### WORK INSTRUCTIONS
Line by line, reproduce the material below exactly.

### AVAILABLE DATA
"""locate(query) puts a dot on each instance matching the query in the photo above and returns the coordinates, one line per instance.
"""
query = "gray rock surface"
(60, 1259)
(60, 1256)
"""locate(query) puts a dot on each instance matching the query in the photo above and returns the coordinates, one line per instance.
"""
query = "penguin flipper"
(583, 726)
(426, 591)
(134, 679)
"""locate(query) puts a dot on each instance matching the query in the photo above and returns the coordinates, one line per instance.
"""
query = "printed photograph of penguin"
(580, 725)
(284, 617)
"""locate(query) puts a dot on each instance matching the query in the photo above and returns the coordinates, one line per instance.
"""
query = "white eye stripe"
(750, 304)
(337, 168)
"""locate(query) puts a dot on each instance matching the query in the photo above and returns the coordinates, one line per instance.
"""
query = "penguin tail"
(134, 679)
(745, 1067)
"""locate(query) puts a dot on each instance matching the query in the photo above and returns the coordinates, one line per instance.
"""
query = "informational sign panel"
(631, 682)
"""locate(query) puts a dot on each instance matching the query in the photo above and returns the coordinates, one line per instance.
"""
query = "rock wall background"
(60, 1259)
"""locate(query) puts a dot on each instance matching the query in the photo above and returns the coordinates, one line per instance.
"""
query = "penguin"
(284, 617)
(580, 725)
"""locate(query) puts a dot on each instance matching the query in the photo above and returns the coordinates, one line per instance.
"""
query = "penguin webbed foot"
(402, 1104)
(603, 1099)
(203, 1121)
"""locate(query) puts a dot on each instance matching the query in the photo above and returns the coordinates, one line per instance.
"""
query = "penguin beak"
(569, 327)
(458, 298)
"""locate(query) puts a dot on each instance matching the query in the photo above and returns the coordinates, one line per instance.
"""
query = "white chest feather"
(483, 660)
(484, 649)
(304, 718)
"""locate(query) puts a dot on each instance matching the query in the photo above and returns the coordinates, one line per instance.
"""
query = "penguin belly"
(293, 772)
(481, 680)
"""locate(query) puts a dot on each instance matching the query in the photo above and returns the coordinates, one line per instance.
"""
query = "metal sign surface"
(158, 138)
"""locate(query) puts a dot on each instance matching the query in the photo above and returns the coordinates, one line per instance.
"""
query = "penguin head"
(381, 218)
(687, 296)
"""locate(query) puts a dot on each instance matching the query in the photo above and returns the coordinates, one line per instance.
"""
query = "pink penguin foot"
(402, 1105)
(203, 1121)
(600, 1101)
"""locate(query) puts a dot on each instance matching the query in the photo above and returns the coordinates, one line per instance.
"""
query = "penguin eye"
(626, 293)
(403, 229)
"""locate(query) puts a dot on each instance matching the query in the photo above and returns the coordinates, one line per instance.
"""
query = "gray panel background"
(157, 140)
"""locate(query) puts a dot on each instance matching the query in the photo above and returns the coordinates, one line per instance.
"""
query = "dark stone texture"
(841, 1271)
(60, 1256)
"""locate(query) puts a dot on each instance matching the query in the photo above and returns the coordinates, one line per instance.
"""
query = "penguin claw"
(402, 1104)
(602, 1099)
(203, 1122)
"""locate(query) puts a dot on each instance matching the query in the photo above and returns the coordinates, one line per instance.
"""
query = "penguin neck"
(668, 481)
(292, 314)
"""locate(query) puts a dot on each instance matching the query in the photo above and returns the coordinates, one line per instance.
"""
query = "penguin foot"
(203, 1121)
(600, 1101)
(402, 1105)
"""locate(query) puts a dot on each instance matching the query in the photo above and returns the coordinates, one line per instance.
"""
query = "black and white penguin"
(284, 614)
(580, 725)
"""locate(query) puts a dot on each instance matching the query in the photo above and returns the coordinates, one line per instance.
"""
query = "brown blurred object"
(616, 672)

### RESULT FOR THIS TASK
"""locate(query) puts a dot on each instance matching the query in the photo above and returns the coordinates, one line per instance.
"""
query = "gray rock surface"
(60, 1259)
(60, 1256)
"""locate(query) puts a dot on each instance matching the query in the photo above and returns the coordinates, one line per instance.
"""
query = "penguin flipper"
(583, 726)
(426, 591)
(134, 679)
"""locate(query) puts a dot on each instance matching the query in the photo above and returns the coordinates, one line per instance.
"""
query = "printed photograph of penguin"
(580, 725)
(284, 617)
"""locate(query) puts a dot on each instance matching the query in the photo above and returns the coordinates, one line per instance.
"""
query = "white eye stripe"
(750, 304)
(337, 168)
"""locate(query) puts a dot on each instance matching the query in the photo above and returns the coordinates, one line per instance.
"""
query = "penguin tail"
(134, 679)
(745, 1067)
"""locate(query) puts a dot on each instance matching the query in the photo above and returns the coordinates, one line per instance.
"""
query = "informational sign panel"
(631, 682)
"""locate(query) puts a dot on each instance matching the query in the photo above and returns the coordinates, one line per instance.
"""
query = "rock wall background"
(60, 1259)
"""locate(query) puts a dot on each instance matching the query in the photo above and returns the coordinates, one line per instance.
"""
query = "penguin"
(284, 617)
(580, 725)
"""locate(query) puts a dot on each instance matching the query in the photo above and returns the coordinates, one line per instance.
"""
query = "penguin webbed foot"
(402, 1104)
(603, 1099)
(203, 1121)
"""locate(query) puts a dot on each instance matching the query in the photo above and returns the coordinates, one line per instance.
"""
query = "penguin beak"
(569, 327)
(458, 298)
"""locate(query) puts a dot on each instance matching the query in the photo above and returns the coordinates, one line per instance.
"""
query = "white chest feather"
(483, 660)
(484, 649)
(304, 718)
"""locate(query) puts a dot on each instance matching the query in the photo above and returns the coordinates, one line per instance.
"""
query = "penguin belly"
(293, 772)
(481, 680)
"""locate(query) puts a dot on each instance matching the query in the photo above and returns the coordinates, one line per instance.
"""
query = "metal sign surface"
(158, 138)
"""locate(query) puts a dot on each instance matching the query in the photo above and returns the coordinates, one line per instance.
"""
query = "penguin head"
(381, 218)
(687, 296)
"""locate(query) puts a dot on each instance matching the query in the photo above and returns the coordinates, one line per instance.
"""
query = "pink penguin foot"
(402, 1105)
(203, 1121)
(600, 1101)
"""locate(query) puts a dot on each instance matching the query in the photo above and returns the coordinates, one line per instance.
"""
query = "penguin eye"
(626, 293)
(403, 229)
"""locate(query) puts a dot on each instance matching the query in the photo above and returns the coordinates, one line per instance.
"""
query = "gray panel background"
(157, 140)
"""locate(query) puts a dot on each instance matching the query in the photo above and returns the coordinates, one line per instance.
"""
query = "dark stone texture"
(841, 1271)
(60, 1256)
"""locate(query) puts a dot on each instance matching the query in the photo above and returns the coordinates, one line per instance.
"""
query = "penguin claw"
(402, 1104)
(602, 1099)
(203, 1122)
"""locate(query) puts a dot on each instance matching the query in the photo above and returns the coordinates, one line per instance.
"""
query = "penguin neck"
(668, 481)
(292, 314)
"""locate(query) puts a dot on each instance matching the query in the photo above and returns the coordinates, one line per instance.
"""
query = "penguin foot"
(203, 1121)
(600, 1101)
(402, 1105)
"""locate(query) puts a dot on each instance matching the query in the photo above and returns the coordinates, one line per instance.
"""
query = "black and white penguin"
(284, 614)
(580, 725)
"""locate(query) puts a dot on each instance matching the query in the photo above and returns the coordinates, one line per instance.
"""
query = "brown blurred object"
(616, 672)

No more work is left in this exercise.